The figures are shocking. Advocates for adult literacy reported last month that some 65,000 adults in Buffalo read at or below the fifth-grade level. It may not be surprising in one of the nation's poorest cities, but it is disturbing, nonetheless.

The good news is that something is being done about it.

The price of illiteracy, or near-illiteracy, is punishingly high.  Adults who cannot read depend on others to dose medicines properly, to follow instruction manuals and to read road signs. They cannot read a book, follow a recipe or help with their children's homework.

That's an individual crisis and a community threat. Broad illiteracy threatens local economies, as many jobs and entire business sectors are put out of reach. Addressing this problem demands a focused approach, and that is where Buffalo is in good hands.

Read to Succeed Buffalo and the Campaign for Grade-Level Reading are having an impact here. A principal goal is to ensure that students are reading at grade level by the end of third grade.

According to the Campaign for Grade Level Reading, proficiency by third grade is a critical milestone - the most important predictor of high school graduation and career success.

The efforts of Read to Succeed Buffalo have attracted the attention of the Campaign for Grade-Level Reading, which named Buffalo a "pacesetter community." At the end of the last school year, for example, 96 percent of 423 participating students exceeded oral language targets.

## Problem set
[1] Extract the portion of the passage on literacy in Buffalo starting with "According to the" and going on through "and career success.", word for word.
[2] Extend the passage on literacy in Buffalo, picking up directly after its final sentence.

## Provided data

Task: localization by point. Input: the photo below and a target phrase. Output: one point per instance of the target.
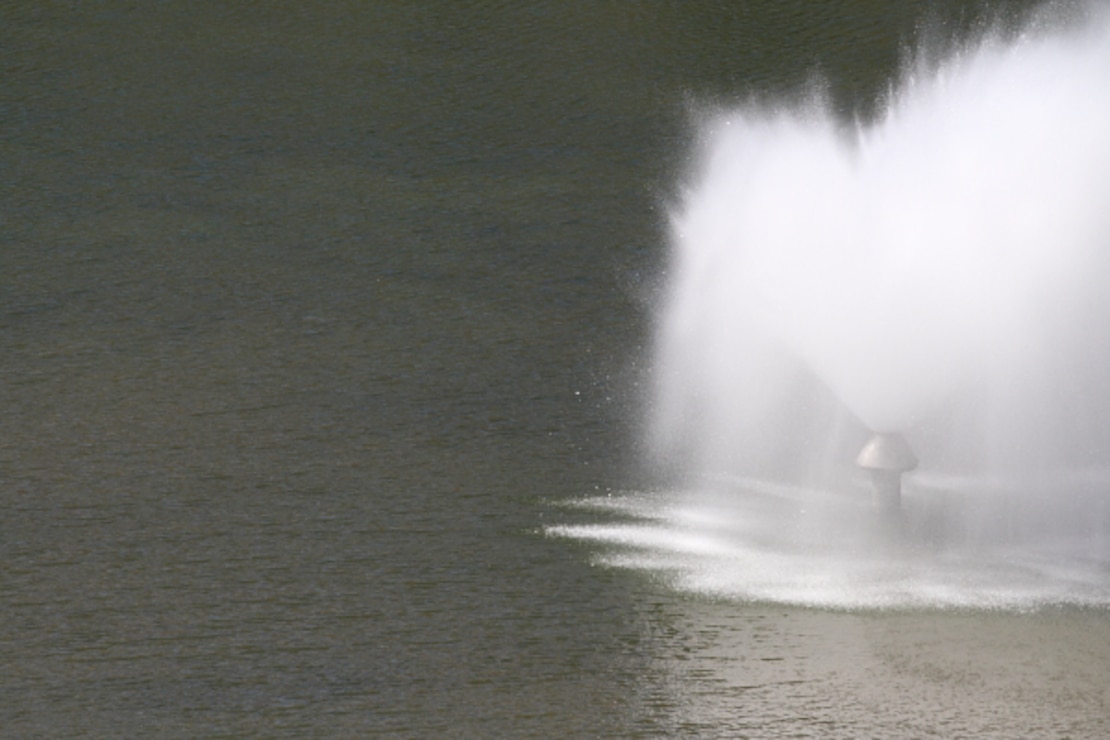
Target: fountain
(927, 287)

## Numbered responses
[1]
According to the Campaign for Grade Level Reading, proficiency by third grade is a critical milestone - the most important predictor of high school graduation and career success.

[2]
From The Buffalo News

It's a great achievement, but much more needs to be done. Even with this level of success, Read to Succeed Buffalo is benefiting less than 10 percent of students in the Buffalo School District, and the challenges to expanding its influence are significant.

For example, asthma can keep children from learning, and so can tooth pain for students without access to dental care. Neither is uncommon, given Buffalo's level of poverty.

Also, some families move a lot because of problems with government assistance. That creates educational stresses on children who must frequently change schools.

But problems such as these can be attacked and perhaps even surmounted. In any case, it is important to keep working at them, and in Buffalo, those efforts are continuing.

Reading to Succeed Buffalo has many partners in its crucial task, including the Community Foundation for Greater Buffalo, Say Yes to Education, Buffalo Promise Neighborhood and many other interested and generous organizations. They all deserve the community's thanks.

The matter of improved literacy will become increasingly important in the years to come, as SolarCity and other new industries take root or expand in Buffalo. New opportunities are going to open up here and it is crucial that Buffalo residents have the skills to take advantage of them

That is the surest way to reduce poverty and to induce the start of a virtuous cycle of improved literacy and increased opportunity. Buffalo is on the right track.